▶ SUPPLIED MATERIAL
* * *
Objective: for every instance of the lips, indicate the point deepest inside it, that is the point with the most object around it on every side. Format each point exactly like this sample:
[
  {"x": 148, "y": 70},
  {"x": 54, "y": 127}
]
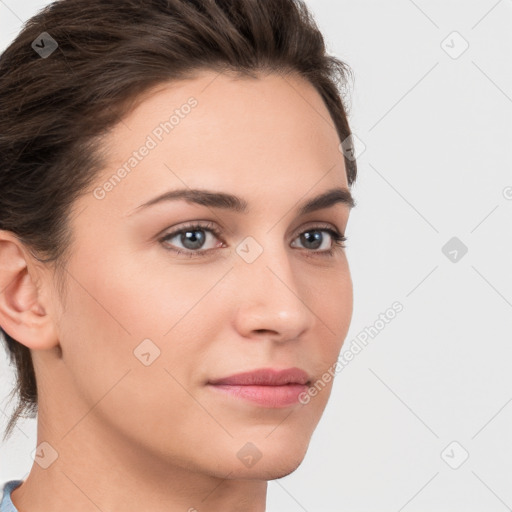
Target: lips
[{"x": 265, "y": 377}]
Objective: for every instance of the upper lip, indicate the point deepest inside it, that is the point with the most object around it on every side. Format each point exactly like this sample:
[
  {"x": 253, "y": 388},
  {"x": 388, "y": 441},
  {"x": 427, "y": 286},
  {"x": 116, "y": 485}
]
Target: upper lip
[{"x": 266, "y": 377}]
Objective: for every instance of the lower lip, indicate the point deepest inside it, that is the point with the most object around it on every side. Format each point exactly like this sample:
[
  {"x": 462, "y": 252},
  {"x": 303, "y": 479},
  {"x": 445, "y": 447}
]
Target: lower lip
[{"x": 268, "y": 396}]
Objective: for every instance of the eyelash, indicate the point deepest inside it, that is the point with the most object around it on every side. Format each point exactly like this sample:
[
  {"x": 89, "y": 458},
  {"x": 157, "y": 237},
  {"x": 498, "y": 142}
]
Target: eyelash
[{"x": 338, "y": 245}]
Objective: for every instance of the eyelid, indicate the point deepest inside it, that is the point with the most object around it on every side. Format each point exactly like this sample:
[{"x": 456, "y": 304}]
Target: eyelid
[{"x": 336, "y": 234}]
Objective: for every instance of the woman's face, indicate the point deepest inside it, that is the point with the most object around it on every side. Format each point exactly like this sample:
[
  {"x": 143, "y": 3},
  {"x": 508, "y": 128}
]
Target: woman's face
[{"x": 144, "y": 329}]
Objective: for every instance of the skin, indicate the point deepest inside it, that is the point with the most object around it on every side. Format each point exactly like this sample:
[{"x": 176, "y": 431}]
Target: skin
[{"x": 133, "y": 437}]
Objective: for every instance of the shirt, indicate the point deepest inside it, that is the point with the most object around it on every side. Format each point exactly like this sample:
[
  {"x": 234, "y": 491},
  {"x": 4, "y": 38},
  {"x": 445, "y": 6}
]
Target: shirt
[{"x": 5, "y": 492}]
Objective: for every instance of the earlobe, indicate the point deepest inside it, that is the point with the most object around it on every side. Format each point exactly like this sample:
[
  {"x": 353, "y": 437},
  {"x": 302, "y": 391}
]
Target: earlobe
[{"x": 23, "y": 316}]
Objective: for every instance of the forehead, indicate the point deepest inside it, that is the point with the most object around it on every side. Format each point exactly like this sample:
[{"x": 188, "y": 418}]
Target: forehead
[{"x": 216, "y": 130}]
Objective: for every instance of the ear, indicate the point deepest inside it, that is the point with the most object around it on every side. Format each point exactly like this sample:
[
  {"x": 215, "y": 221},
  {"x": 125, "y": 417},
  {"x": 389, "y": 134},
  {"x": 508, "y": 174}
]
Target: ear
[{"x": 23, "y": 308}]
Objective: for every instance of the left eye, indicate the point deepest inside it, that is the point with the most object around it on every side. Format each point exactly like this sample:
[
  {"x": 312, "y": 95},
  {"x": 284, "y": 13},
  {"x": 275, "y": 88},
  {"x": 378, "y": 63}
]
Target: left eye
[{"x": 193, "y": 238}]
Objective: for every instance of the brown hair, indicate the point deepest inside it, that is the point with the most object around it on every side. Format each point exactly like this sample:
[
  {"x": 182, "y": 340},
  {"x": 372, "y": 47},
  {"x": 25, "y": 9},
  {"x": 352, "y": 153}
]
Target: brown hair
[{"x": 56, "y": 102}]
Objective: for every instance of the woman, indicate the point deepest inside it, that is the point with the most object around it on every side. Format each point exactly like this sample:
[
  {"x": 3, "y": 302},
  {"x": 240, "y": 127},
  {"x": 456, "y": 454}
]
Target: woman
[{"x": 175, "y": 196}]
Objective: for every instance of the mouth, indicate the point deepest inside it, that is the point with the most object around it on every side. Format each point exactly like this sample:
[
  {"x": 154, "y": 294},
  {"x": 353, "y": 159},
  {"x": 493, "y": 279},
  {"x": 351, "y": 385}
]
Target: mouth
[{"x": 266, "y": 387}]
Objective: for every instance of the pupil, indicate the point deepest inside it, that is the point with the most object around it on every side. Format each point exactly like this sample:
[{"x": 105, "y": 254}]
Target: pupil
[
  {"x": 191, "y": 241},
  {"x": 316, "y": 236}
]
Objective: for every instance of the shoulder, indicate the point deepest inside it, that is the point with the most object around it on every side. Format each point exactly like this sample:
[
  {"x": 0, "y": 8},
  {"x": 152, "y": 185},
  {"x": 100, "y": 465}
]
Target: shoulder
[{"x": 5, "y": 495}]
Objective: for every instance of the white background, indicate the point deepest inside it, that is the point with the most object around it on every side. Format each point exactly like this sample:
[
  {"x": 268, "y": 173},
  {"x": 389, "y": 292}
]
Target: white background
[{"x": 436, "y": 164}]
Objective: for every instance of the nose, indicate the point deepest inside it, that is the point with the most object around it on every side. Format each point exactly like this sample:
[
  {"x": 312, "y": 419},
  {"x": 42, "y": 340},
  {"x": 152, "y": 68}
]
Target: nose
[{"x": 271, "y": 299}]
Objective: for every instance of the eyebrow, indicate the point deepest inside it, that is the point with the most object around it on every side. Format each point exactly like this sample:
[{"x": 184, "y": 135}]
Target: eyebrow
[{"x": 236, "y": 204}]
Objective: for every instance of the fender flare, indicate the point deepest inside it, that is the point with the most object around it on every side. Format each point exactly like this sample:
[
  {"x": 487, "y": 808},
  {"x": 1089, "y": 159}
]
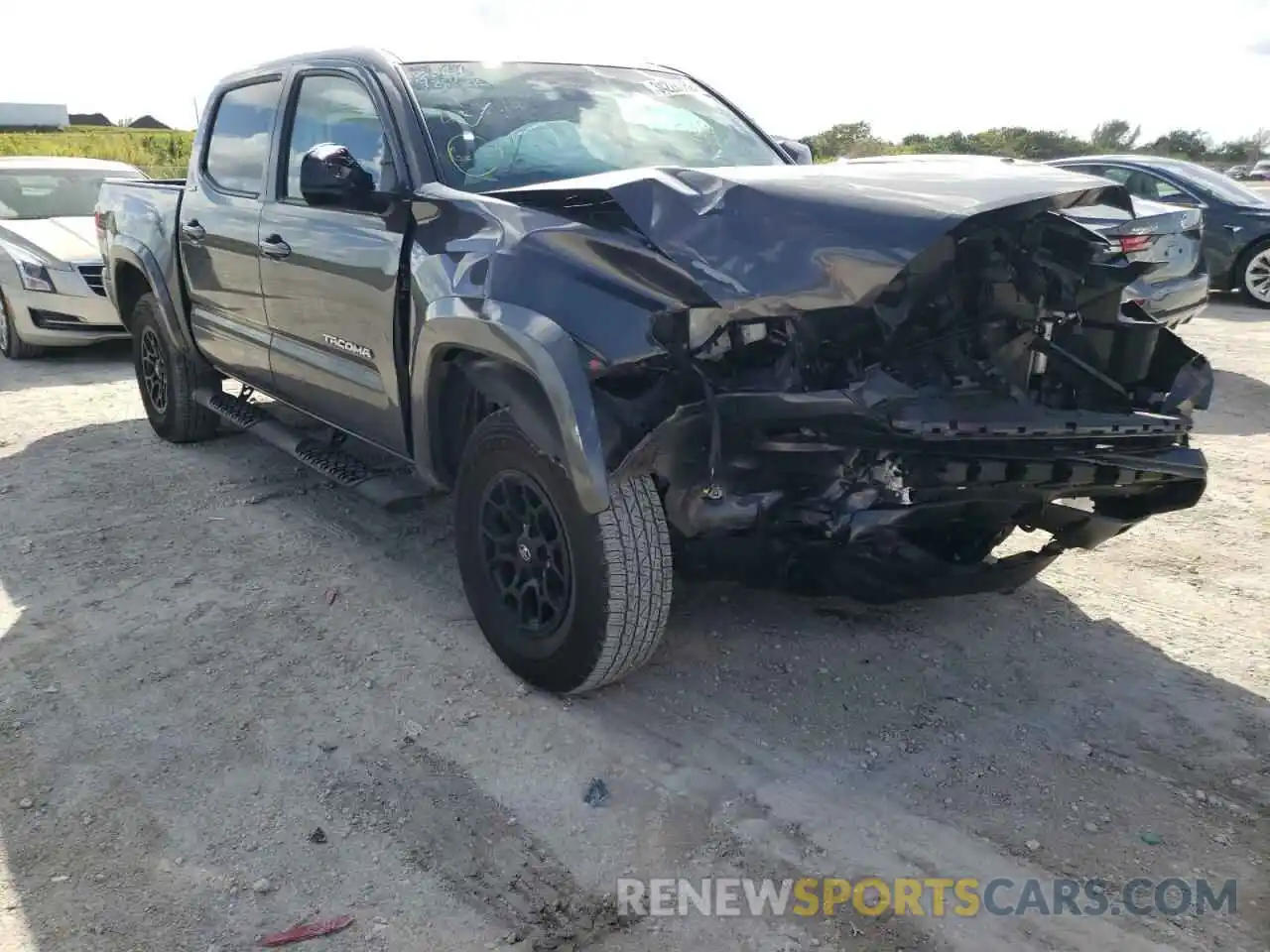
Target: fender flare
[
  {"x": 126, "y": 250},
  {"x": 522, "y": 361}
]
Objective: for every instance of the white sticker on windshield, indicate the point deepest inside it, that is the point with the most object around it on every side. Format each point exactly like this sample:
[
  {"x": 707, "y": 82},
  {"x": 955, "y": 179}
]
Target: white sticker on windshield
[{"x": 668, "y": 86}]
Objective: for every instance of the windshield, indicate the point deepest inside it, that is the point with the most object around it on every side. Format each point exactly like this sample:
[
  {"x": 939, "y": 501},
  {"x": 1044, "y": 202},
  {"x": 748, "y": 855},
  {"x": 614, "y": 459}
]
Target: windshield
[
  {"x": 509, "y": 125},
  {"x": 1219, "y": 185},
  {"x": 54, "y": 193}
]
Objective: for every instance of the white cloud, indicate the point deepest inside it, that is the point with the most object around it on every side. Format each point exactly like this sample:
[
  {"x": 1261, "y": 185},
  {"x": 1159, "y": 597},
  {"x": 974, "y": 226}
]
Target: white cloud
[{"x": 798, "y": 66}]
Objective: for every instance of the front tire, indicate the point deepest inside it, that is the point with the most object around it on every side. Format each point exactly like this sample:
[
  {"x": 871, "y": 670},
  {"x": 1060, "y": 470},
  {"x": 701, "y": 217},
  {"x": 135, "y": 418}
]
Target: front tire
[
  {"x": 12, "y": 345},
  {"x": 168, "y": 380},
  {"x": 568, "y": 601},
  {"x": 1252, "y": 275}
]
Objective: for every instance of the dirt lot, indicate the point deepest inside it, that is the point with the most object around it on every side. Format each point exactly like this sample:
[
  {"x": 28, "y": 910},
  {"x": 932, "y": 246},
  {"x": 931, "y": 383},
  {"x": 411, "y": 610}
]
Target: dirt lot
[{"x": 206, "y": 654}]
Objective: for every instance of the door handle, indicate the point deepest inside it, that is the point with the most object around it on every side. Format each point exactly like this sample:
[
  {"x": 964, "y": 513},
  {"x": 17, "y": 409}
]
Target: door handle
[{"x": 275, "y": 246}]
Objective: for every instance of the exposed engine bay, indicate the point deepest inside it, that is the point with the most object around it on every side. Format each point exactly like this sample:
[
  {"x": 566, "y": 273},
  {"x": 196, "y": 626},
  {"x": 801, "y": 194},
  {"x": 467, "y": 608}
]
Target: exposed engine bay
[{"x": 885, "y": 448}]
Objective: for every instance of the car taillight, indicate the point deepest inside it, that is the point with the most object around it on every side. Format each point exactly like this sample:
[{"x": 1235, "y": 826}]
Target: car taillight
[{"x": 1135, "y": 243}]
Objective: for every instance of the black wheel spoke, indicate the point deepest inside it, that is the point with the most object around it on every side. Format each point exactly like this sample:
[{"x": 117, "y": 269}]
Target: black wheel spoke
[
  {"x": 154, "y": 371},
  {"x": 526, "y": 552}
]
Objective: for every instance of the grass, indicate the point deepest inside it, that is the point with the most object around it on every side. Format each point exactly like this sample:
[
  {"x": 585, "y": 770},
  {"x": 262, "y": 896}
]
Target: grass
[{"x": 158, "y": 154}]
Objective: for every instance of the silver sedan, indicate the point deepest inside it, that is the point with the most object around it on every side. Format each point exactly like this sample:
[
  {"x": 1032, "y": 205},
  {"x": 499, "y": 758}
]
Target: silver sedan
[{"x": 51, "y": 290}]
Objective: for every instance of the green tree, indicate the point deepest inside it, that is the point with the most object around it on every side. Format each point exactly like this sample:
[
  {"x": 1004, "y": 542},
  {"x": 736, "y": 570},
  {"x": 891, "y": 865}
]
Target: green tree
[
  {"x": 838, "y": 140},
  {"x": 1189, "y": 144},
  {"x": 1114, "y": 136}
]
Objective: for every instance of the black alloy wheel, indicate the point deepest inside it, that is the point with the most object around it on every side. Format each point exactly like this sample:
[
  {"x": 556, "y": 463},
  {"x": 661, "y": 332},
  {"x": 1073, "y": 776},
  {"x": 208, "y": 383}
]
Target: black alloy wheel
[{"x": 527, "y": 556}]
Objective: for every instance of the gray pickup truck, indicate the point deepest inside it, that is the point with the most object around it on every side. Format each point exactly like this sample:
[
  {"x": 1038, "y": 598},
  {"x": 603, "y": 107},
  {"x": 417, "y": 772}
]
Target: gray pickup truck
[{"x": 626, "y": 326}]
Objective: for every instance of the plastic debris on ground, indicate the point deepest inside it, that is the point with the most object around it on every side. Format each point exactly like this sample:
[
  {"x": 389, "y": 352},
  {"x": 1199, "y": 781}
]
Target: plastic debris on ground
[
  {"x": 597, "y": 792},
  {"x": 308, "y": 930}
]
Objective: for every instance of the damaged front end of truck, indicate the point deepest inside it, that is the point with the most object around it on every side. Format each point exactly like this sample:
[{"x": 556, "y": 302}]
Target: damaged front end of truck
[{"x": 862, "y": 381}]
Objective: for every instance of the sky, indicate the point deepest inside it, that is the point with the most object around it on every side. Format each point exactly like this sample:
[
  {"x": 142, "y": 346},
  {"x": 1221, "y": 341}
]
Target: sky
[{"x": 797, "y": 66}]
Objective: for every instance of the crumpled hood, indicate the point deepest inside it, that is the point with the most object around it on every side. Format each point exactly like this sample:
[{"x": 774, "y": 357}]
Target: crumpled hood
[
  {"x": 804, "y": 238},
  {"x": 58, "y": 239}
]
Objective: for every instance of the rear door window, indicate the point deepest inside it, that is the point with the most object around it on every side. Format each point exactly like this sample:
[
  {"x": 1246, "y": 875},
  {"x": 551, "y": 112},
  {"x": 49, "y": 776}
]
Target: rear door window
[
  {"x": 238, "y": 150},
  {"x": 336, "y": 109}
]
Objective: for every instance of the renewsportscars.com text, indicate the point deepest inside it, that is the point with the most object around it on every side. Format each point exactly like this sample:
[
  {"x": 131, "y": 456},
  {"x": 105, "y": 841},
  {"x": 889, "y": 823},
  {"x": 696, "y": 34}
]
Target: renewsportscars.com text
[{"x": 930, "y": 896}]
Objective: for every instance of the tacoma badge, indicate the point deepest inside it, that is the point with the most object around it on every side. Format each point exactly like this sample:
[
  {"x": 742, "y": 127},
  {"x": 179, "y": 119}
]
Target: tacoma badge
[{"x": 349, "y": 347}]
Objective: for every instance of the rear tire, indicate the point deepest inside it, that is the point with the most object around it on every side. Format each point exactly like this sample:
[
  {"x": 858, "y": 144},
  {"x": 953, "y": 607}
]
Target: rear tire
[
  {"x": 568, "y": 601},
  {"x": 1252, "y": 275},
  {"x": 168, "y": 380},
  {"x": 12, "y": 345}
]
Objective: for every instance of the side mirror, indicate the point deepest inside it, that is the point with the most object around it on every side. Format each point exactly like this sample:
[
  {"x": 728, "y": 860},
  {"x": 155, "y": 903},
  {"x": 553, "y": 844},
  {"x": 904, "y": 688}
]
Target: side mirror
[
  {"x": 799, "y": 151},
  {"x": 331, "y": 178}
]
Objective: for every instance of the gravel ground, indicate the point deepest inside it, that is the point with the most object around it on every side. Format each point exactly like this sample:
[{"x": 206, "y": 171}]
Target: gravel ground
* * *
▶ WHAT NEEDS TO BE DONE
Beginning at the line that contains "Objective: for every instance of the rear door", retype each line of the listing up to and including the last one, exactly as it stands, and nothing else.

▶ THE REPLY
Objective: for every instance of the rear door window, indicate the point deepest inside it, that is the point with the most object around it on every side. Format each point exactly like this sample:
[
  {"x": 1246, "y": 875},
  {"x": 551, "y": 112},
  {"x": 49, "y": 776}
]
Target: rear door window
[
  {"x": 238, "y": 150},
  {"x": 336, "y": 109}
]
Objective: for every instance of the renewsportscars.com text, indicate the point deepest inside it, that is the point with the most object around it on every side. Format each point exactly like this sample:
[
  {"x": 131, "y": 456},
  {"x": 105, "y": 841},
  {"x": 889, "y": 823},
  {"x": 696, "y": 34}
]
Target: renewsportscars.com text
[{"x": 930, "y": 896}]
Objective: for every instance of the tacoma badge, indicate the point deepest inside it, that is the point with the most object around it on every side. Format each point exactly like this sample:
[
  {"x": 742, "y": 127},
  {"x": 179, "y": 119}
]
Target: tacoma badge
[{"x": 349, "y": 347}]
Objective: for every instance of the rear tire, indicate the point deepest inside it, that is the point with the most object around it on every side. Format each point exactly like this sample:
[
  {"x": 858, "y": 144},
  {"x": 953, "y": 607}
]
Target: rear tire
[
  {"x": 568, "y": 601},
  {"x": 1252, "y": 275},
  {"x": 168, "y": 380},
  {"x": 12, "y": 345}
]
Objective: for every instance of the side mirror, indicate the point deepest inside it, that is the point with the most object around it on every side. Format each point exactly like this sample:
[
  {"x": 728, "y": 860},
  {"x": 155, "y": 903},
  {"x": 553, "y": 844},
  {"x": 904, "y": 688}
]
Target: side mirror
[
  {"x": 799, "y": 151},
  {"x": 331, "y": 178}
]
Objective: for every instance of the gravel ground, indicate the point deepest inside it, that is the point with the most object around it on every side. Format each point exactly like this sample:
[{"x": 206, "y": 171}]
Target: gravel ground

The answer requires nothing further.